═════ Raw data

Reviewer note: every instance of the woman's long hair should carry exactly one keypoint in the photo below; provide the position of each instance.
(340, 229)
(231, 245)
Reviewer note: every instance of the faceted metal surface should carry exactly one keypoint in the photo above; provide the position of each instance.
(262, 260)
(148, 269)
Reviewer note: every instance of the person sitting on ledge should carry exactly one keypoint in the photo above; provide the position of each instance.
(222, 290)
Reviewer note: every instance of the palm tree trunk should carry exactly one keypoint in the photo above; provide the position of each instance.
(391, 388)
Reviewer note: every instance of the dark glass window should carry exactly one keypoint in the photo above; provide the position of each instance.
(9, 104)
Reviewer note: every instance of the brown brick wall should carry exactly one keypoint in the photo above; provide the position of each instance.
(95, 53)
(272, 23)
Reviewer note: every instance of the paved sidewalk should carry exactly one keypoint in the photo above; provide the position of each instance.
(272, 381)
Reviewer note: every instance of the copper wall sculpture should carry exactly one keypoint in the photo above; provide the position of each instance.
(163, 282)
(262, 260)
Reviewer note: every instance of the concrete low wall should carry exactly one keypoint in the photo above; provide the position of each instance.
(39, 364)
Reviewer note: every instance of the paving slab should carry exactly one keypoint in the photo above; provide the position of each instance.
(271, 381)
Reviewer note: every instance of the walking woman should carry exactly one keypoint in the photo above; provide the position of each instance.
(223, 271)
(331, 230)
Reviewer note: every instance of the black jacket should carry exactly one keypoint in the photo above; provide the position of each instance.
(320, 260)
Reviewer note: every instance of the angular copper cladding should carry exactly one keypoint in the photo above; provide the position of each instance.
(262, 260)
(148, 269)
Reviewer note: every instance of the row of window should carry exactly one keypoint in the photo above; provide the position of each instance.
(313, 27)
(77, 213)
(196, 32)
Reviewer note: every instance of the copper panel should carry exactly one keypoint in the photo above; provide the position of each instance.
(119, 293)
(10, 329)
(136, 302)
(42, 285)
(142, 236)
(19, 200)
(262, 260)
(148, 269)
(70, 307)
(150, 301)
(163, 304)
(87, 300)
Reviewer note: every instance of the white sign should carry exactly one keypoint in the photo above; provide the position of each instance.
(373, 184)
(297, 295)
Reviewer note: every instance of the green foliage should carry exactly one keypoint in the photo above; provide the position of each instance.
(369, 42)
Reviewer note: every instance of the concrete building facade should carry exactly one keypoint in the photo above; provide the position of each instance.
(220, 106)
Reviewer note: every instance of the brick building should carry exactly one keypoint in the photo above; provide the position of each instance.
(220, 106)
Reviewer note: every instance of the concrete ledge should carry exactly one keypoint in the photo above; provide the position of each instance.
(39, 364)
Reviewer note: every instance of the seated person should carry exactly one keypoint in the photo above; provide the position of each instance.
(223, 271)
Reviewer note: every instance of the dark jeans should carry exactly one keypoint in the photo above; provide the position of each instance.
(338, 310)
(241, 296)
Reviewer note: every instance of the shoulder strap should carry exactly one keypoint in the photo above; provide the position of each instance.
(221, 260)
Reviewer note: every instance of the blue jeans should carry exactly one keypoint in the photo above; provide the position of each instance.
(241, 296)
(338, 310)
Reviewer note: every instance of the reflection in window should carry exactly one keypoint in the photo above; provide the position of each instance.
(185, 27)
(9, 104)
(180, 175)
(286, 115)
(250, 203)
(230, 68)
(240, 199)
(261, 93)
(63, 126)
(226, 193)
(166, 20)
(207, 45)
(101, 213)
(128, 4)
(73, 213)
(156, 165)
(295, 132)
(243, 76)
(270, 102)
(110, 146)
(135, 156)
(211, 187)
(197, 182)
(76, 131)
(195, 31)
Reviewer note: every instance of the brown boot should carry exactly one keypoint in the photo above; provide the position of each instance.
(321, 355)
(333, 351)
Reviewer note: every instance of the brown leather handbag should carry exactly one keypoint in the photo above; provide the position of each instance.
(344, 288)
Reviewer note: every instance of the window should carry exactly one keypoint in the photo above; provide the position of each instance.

══════════

▶ [Problem to work on] Make an exact copy of the whole listing, so that no line is lost.

▶ [Answer space]
Reviewer note: every instance of the woman's long hair should carry exactly one keypoint in the photo below; provide the position of each instance.
(340, 229)
(231, 245)
Reviewer note: every instance of the faceted metal surface should carry exactly one keypoint in the photo above; provide the position of each instance.
(262, 260)
(148, 269)
Reviewer note: every instance of the person sitting on ledge should carry exactly one keypoint in the photo above; provide the position of each instance.
(222, 290)
Reviewer note: every instance of the palm tree trunk should carry exactly one keypoint in the photo above; provide the position of each instance.
(391, 388)
Reviewer note: every instance of the dark glass window should carry exactly one keypoint in the photo above; provide the position of each instance.
(9, 104)
Reviewer note: every instance of the brown brick wall should carry exactly one keypoint in the photo above; provide the position of each instance.
(95, 53)
(272, 23)
Reviewer note: every instance of the paved sidewalk should carry exactly one keypoint in the photo above; provide the position of each instance.
(272, 381)
Reviewer note: every instance of the copper wall sculpture should carry exactly one keypoint in the photo above; provide the position of each instance.
(163, 282)
(262, 260)
Reviewer note: every instance of the concrete low wall should carry exactly one keypoint in the photo above; provide the position of each instance.
(39, 364)
Reviewer note: every instance of the paving slab should carry exactly one keypoint in the photo above; provide the position of each instance.
(271, 381)
Reviewer note: every instance of the walking woman should carry exactly one keypoint in the photo above; provide the position of each instance.
(223, 271)
(331, 230)
Reviewer note: every instance of the black jacket should carry exactly one keypoint in the photo above; provide the position of each instance.
(320, 260)
Reviewer note: every instance of the angular copper cladding should carry exactly one keypoint in the photo above; provide the position of each instance.
(262, 260)
(148, 269)
Reviewer note: every instance of the row of window should carry exactly one keypoint in the photo above; provide the position of each instance.
(313, 27)
(77, 213)
(196, 32)
Reviewer note: every instance of the copper panel should carry exactly one keypoint in the photo above; provide the position of each instance.
(119, 293)
(10, 329)
(136, 302)
(42, 285)
(142, 236)
(19, 200)
(262, 260)
(148, 269)
(70, 307)
(150, 301)
(163, 304)
(87, 300)
Reviewer note: every instance of the white sign should carry exactly one keypoint in the photo above; provide the position of each instance.
(373, 184)
(297, 295)
Reviewer note: every instance of the green foliage should carry exactly one keypoint in the photo above; provide the position of each instance.
(369, 42)
Reviewer note: every instance of the concrete building facade should carry exactly one keypoint in the photo above; provide the position of each instance.
(220, 106)
Reviewer note: every instance of the brick building should carry exactly one keypoint in the photo above; provide the position of each instance.
(220, 106)
Reviewer note: every instance of the concrete ledge should carry exactly one keypoint in the photo above; provide the position of each instance.
(39, 364)
Reviewer note: every instance of the seated person should carry exactly one keypoint in the photo above; provide the position of each instance.
(223, 271)
Reviewer note: every instance of the dark jeans should carry exactly one keypoint in the photo above; provide the position of each instance.
(338, 310)
(241, 296)
Reviewer note: every instance of the shoulder strap should carry exactly one keypoint in the photo above; provide the position of each instance.
(221, 260)
Reviewer note: every instance of the blue jeans should carry exactly one keypoint in the photo above; provide the position of each instance.
(241, 296)
(338, 310)
Reviewer note: every instance of the reflection in window should carry exactly one keypoint in the photo above; provide the position of each instance.
(185, 27)
(9, 104)
(180, 175)
(286, 115)
(250, 203)
(230, 68)
(240, 199)
(261, 93)
(63, 126)
(226, 193)
(166, 20)
(207, 45)
(101, 213)
(128, 4)
(73, 213)
(156, 165)
(295, 132)
(243, 76)
(270, 102)
(110, 146)
(135, 156)
(211, 187)
(197, 182)
(76, 131)
(195, 31)
Reviewer note: every instance of the brown boot should carry exactly one keypoint in the photo above; provide the position of each instance.
(321, 355)
(333, 351)
Reviewer note: every instance of the brown leather handbag should carry exactly one keypoint in the photo above; provide the position of each instance.
(344, 288)
Reviewer note: every instance of the window should carry exactly one keypoint in the photo above; provide the position of each instance.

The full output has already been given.